• **RECORDS PROVIDED**
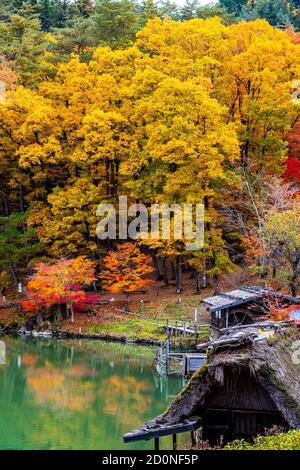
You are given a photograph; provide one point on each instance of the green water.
(71, 394)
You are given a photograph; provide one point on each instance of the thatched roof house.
(251, 381)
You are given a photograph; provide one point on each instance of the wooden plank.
(151, 433)
(174, 439)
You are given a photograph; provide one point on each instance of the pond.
(72, 394)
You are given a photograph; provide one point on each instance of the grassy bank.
(285, 441)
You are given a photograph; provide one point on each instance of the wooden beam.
(143, 434)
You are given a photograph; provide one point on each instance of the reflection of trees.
(76, 395)
(126, 395)
(61, 388)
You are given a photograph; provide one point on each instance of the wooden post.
(174, 436)
(193, 440)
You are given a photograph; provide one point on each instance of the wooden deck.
(155, 431)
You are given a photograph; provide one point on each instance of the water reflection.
(67, 394)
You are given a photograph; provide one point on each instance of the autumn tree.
(60, 284)
(125, 269)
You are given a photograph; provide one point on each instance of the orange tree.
(60, 284)
(126, 268)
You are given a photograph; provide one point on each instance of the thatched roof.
(244, 296)
(260, 351)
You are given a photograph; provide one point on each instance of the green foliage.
(23, 43)
(115, 22)
(287, 441)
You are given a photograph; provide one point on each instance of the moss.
(284, 441)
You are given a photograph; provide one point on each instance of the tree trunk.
(198, 290)
(165, 272)
(72, 314)
(178, 274)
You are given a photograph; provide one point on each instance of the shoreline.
(63, 334)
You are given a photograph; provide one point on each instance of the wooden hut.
(249, 383)
(245, 305)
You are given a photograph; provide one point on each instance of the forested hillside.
(163, 104)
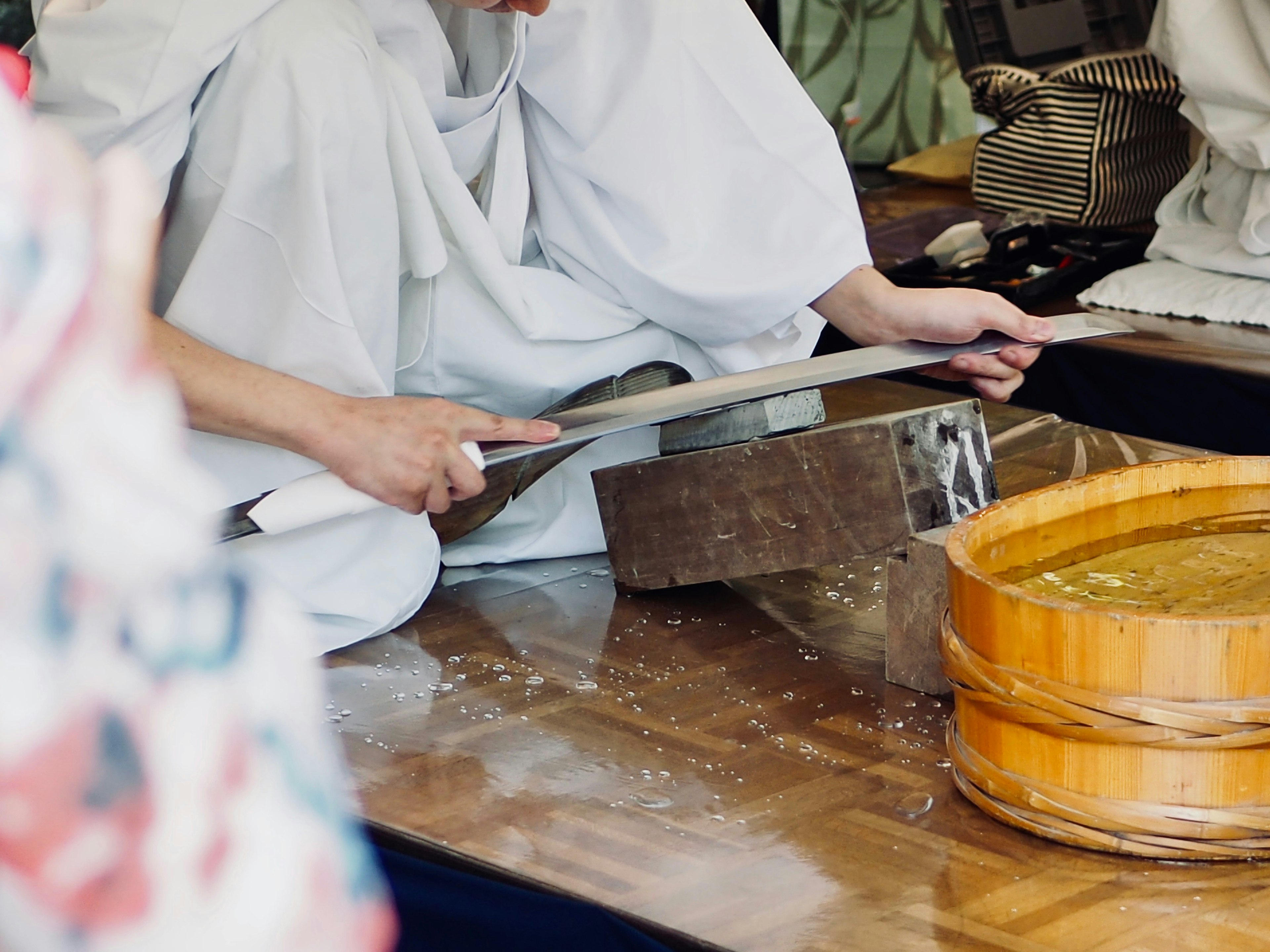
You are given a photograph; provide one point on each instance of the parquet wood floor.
(728, 762)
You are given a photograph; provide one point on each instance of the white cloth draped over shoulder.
(653, 184)
(1211, 257)
(1218, 218)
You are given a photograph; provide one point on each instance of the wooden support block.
(917, 595)
(812, 498)
(740, 424)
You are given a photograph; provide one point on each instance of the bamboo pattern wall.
(895, 58)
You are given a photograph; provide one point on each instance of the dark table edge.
(431, 852)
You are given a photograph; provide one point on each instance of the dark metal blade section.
(590, 423)
(238, 524)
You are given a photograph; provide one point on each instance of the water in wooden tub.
(1206, 574)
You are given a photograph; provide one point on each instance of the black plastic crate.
(1042, 33)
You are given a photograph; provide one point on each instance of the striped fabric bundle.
(1096, 143)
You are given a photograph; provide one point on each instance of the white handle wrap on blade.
(320, 497)
(308, 502)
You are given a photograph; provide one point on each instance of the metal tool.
(590, 423)
(323, 497)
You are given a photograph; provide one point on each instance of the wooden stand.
(813, 498)
(917, 596)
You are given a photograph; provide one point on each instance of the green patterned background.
(895, 58)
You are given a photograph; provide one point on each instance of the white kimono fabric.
(1218, 216)
(655, 186)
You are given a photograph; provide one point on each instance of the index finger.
(1008, 319)
(483, 427)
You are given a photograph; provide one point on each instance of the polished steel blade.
(591, 423)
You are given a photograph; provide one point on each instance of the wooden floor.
(728, 763)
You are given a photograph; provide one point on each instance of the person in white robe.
(378, 201)
(1211, 254)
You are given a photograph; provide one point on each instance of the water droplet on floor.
(915, 805)
(651, 799)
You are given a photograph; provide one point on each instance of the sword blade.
(591, 423)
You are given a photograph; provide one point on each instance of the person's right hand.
(405, 451)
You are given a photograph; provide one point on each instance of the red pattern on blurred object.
(84, 861)
(15, 71)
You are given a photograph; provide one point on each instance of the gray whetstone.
(738, 424)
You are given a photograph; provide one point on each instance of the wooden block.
(740, 424)
(812, 498)
(917, 595)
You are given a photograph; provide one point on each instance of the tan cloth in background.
(945, 164)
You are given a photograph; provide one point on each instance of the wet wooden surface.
(728, 762)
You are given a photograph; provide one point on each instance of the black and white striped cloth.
(1096, 143)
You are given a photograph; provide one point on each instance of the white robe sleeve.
(680, 169)
(130, 70)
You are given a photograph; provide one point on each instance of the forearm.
(234, 398)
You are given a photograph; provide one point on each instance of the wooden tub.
(1102, 727)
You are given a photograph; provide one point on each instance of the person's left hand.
(870, 310)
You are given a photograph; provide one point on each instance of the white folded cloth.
(1178, 290)
(322, 497)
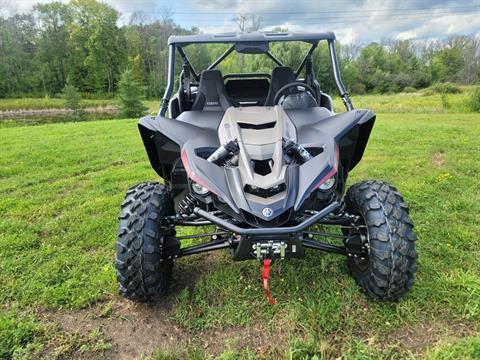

• **EXERCISE DESCRIPTION**
If a record holds a picture, drop the picture and return the rest of it exactly.

• **SOLUTION FOR THIS PROBLEM**
You are given a photograph; provide one point on each instance of the green water.
(71, 394)
You are given a photograph; provide one point on each instance of the thatched roof house.
(251, 381)
You are given a photograph; provide one point on each instance of the wooden plank.
(151, 433)
(174, 439)
You are given a photograph; provide one point on each instance of the pond.
(72, 394)
You are given a photograph; provide one point on each instance of the grassy bank.
(285, 441)
You are given a photograph; provide one point on each instance of the wooden beam.
(143, 434)
You are given a photograph; provide one point on each instance of the reflection of trees.
(76, 395)
(126, 395)
(61, 388)
You are given a photograph; provide one point on each instance of the wooden post.
(174, 436)
(193, 440)
You are given a photograph; provide one point on each instance of the wooden deck.
(155, 431)
You are given a photograph; provide one point on each instance of the water reflection.
(67, 394)
You are given a photograph; provide one point on each instance of the autumn tree.
(60, 284)
(125, 269)
You are given a photograph; provide one point on each instance of the orange tree.
(60, 284)
(126, 268)
You are given a photograph; provide one point on each instance of the thatched roof.
(244, 296)
(260, 351)
You are given a photograph; provide one point on each instance of the green foliage.
(23, 43)
(115, 22)
(287, 441)
You are given a photograph; provide one point on each instance of the moss.
(284, 441)
You are given a photograph; provide one point on each instance of the tree trunk.
(198, 290)
(165, 272)
(72, 314)
(178, 274)
You are given a photograph; provide one point on each instance of the shoreline.
(63, 334)
You are given a photograph; provide one point on each instance of the wooden hut.
(249, 383)
(245, 305)
You are given a photograph; provide one point on each instance of the forested hillside.
(163, 104)
You are given a photograph; provide one point on each instance of the parquet wood floor.
(728, 762)
You are given a photograph; provide one point on each instance of the white cloth draped over shoulder.
(653, 184)
(1211, 257)
(1218, 218)
You are given a photograph; provide one point on each instance of the wooden support block.
(917, 595)
(812, 498)
(740, 424)
You are given a photograph; provide one point on each instance of the bamboo pattern wall.
(895, 58)
You are given a photograph; provide one point on each instance of the dark table edge.
(431, 852)
You are given a photograph; provide one point on each instance of the dark metal blade section.
(590, 423)
(238, 524)
You are given a photograph; provide one point on each instance of the water in wooden tub.
(1206, 574)
You are given a photograph; provide one point on each instance of the black plastic crate.
(1042, 33)
You are given a photograph; provide one point on each instance of the striped fabric bundle.
(1096, 143)
You are given a photograph; provide one point on each instance of the white handle wrap on blade.
(320, 497)
(308, 502)
You are given a photograph; provide one point on each instance of the metal tool.
(590, 423)
(323, 497)
You are given a photograph; provide one point on each instance of the wooden stand.
(813, 498)
(917, 596)
You are given a photograph; provide one point on each instance of the green patterned background.
(895, 58)
You are given a photograph; provide one point on each instance of the white kimono fabric.
(1218, 216)
(655, 186)
You are given a photograph; provide one point on each instance of the index finger.
(1008, 319)
(483, 427)
You are given a photograph; provide one point on each instance of the polished steel blade.
(591, 423)
You are given a photograph; provide one point on each instance of the wooden floor.
(728, 763)
You are given a photograph; provide one point on each instance of the person in white robe.
(378, 201)
(1211, 254)
You are given a photograph; provide one point on each instance of the water droplet on floor.
(915, 805)
(651, 799)
You are given a photograph; provide one point on each instance of the sword blade.
(591, 423)
You are given a photograph; provide one point on each instance of the person's right hand.
(405, 451)
You are given a photograph; provide one point on each instance of the red pattern on blurred object.
(84, 861)
(15, 71)
You are given a photograph; provide one point on each instance of the gray whetstone.
(738, 424)
You are given a photograph; provide one point on each instance of the wooden block.
(740, 424)
(812, 498)
(917, 595)
You are given a photograph; provide one point on each instance of the tan cloth in background.
(945, 164)
You are given a photograph; provide one point on each instance of the wet wooden surface.
(728, 762)
You are given a photograph; provide one point on each instance of the black and white striped cloth.
(1096, 143)
You are given a photograph; provide one point on each instance of the white robe sleeve.
(680, 169)
(130, 70)
You are given a photograph; provide one point on each instance of the forearm.
(234, 398)
You are given a photograph; provide one point on each instance of the wooden tub.
(1102, 727)
You are given a photograph; provide one point on each instance of the person's left hand.
(870, 310)
You are given a photograph; provide one point on each instance of the white folded cloth.
(1178, 290)
(322, 497)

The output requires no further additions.